**Short exercise**.
The records that follow are to be transcribed in full, without their images.

**Material provided**.
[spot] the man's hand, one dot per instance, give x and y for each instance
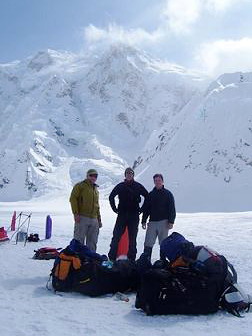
(170, 226)
(115, 210)
(77, 219)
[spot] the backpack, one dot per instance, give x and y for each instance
(191, 284)
(233, 299)
(46, 253)
(179, 290)
(96, 278)
(63, 271)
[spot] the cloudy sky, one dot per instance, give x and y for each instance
(214, 36)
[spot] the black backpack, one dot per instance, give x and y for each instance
(234, 299)
(99, 278)
(192, 289)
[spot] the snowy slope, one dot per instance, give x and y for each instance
(63, 113)
(206, 152)
(29, 309)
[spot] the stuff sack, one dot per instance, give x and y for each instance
(100, 278)
(64, 271)
(46, 253)
(235, 300)
(180, 291)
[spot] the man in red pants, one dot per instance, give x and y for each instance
(129, 193)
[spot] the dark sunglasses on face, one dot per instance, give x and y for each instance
(93, 175)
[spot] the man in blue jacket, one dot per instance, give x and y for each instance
(129, 193)
(160, 207)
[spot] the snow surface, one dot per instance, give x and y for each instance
(27, 308)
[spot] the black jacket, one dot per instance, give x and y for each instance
(159, 205)
(129, 194)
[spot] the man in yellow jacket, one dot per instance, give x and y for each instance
(84, 201)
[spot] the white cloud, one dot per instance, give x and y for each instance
(225, 56)
(221, 5)
(114, 33)
(182, 14)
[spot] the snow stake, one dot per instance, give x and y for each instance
(48, 231)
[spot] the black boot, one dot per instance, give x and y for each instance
(148, 251)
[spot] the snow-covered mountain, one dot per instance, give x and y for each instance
(61, 114)
(206, 152)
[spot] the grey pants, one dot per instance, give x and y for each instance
(156, 229)
(87, 232)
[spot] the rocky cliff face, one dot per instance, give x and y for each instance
(62, 113)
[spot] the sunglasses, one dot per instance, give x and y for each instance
(93, 175)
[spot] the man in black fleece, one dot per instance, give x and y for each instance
(129, 193)
(160, 206)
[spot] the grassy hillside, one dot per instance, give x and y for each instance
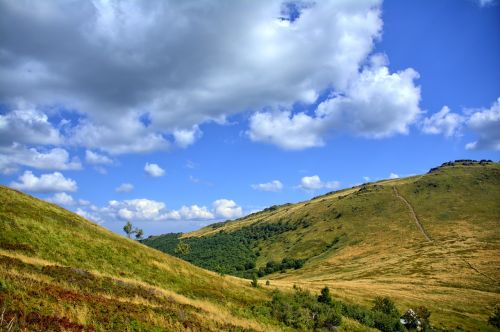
(428, 240)
(59, 271)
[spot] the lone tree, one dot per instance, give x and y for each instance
(325, 296)
(128, 229)
(182, 248)
(255, 281)
(138, 233)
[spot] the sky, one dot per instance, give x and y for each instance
(176, 114)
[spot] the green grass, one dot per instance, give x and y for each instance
(363, 242)
(59, 269)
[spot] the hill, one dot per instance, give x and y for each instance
(60, 272)
(426, 240)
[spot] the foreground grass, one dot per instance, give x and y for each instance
(375, 247)
(57, 268)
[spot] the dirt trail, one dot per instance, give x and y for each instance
(414, 215)
(428, 238)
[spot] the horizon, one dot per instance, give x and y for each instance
(226, 109)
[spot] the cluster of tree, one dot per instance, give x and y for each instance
(384, 316)
(463, 162)
(232, 253)
(301, 310)
(286, 263)
(129, 230)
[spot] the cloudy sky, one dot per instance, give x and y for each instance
(176, 114)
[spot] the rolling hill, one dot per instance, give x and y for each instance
(61, 272)
(427, 240)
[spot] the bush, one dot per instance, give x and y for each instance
(495, 317)
(301, 310)
(423, 315)
(325, 296)
(255, 281)
(386, 306)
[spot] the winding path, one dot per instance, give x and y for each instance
(428, 238)
(414, 215)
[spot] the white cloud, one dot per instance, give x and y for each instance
(124, 135)
(150, 210)
(195, 212)
(374, 104)
(154, 170)
(486, 123)
(54, 182)
(54, 159)
(314, 183)
(186, 137)
(95, 158)
(62, 199)
(25, 124)
(124, 188)
(227, 208)
(290, 132)
(443, 122)
(89, 215)
(274, 186)
(138, 209)
(147, 64)
(486, 3)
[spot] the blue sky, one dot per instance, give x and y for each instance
(177, 115)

**Finished exercise**.
[spot] the man's hand, one dot per instance, give x and y for each instance
(170, 226)
(115, 210)
(77, 219)
[spot] the backpack, one dot per instance, give x and y for each instance
(191, 284)
(233, 299)
(46, 253)
(179, 290)
(96, 278)
(63, 271)
[spot] the cloudy sky, one dot per instance, give x and y for each instance
(214, 36)
[spot] the black backpack, one dot per instance, give x and y for each instance
(234, 299)
(99, 278)
(192, 289)
[spot] the snowy slope, one dot per instance, give x and y for each instance
(63, 113)
(206, 152)
(29, 309)
[spot] the stuff sack, one dot per instance, give x and y for each instance
(100, 278)
(64, 271)
(46, 253)
(235, 300)
(180, 291)
[spot] the man in red pants, one dot per instance, give x and y for each instance
(129, 193)
[spot] the dark sunglasses on face, one dot per instance, give x and y for each instance
(93, 175)
[spot] the man in blue jacket, one dot per instance, give x and y for each instance
(129, 193)
(160, 207)
[spot] the snow surface, one dot per instance, give x and y for each instance
(27, 308)
[spot] the black jacket, one dot per instance, give x and y for each instance
(159, 205)
(129, 194)
[spot] the man in yellow jacket, one dot per instance, give x and y for each instance
(84, 201)
[spot] the white cloud, one dot per instance, give x and y for each instance
(225, 56)
(221, 5)
(114, 33)
(182, 14)
[spot] the snow stake, one dot per instance, give x and y for each instance
(48, 231)
[spot] the black boot, one dot per instance, give x and y for each instance
(148, 251)
[spot] the snow-covered mountain, one dot per instance, give x and y for each instance
(61, 114)
(206, 152)
[spot] the grey pants, one dot per instance, give x and y for each instance
(156, 229)
(87, 232)
[spot] the rocky cliff face, one dot per instance, give x and y for each instance
(62, 113)
[spot] the sunglasses, one dot per instance, give x and y for each instance
(93, 175)
[spot] the man in black fleece, one dot per instance, give x and y for each instance
(129, 193)
(160, 206)
[spot] the grassy hillside, one dot per instance, give x and y for each instance
(428, 240)
(59, 271)
[spot] the lone tree, one dot per instance, give x and y for each instance
(325, 296)
(128, 229)
(182, 248)
(255, 281)
(138, 233)
[spot] the sky, one dot per instance, give x and y for each instance
(176, 114)
[spot] the green grass, one dot per instance, give x and y for each instance
(363, 242)
(59, 269)
[spot] the hill, one dot per instance, give x and y for each instance
(60, 272)
(426, 240)
[spot] the foreground grass, one dot per instance, give x and y for each instance
(375, 247)
(57, 268)
[spot] the dirt trail, one dot per instance, give x and y for each instance
(414, 215)
(428, 238)
[spot] the horizon, one dot per instance, give x and y for each instance
(226, 109)
[spot] the cluster of tree, one dot per instance, give x and y for each instance
(384, 316)
(463, 162)
(232, 253)
(301, 310)
(286, 263)
(129, 230)
[spot] the cloudy sky, one dot per instance, give x and y for each instance
(176, 114)
[spot] the rolling hill, one dot per instance, give x and y for each instance
(61, 272)
(427, 240)
[spot] the bush, one dot per instance, give x and y for each instance
(495, 317)
(301, 310)
(423, 315)
(325, 296)
(255, 281)
(386, 306)
[spot] the winding path, one dot per instance, give x and y for each instance
(428, 238)
(414, 215)
[spot] the white cloud, one dot per instance, give x and y for each instance
(124, 135)
(150, 210)
(195, 212)
(374, 104)
(154, 170)
(486, 123)
(54, 182)
(54, 159)
(314, 183)
(186, 137)
(95, 158)
(62, 199)
(25, 124)
(124, 188)
(227, 208)
(290, 132)
(443, 122)
(89, 215)
(274, 186)
(138, 209)
(147, 64)
(486, 3)
[spot] the blue sky, one dot per instance, give x and y for each instance
(177, 115)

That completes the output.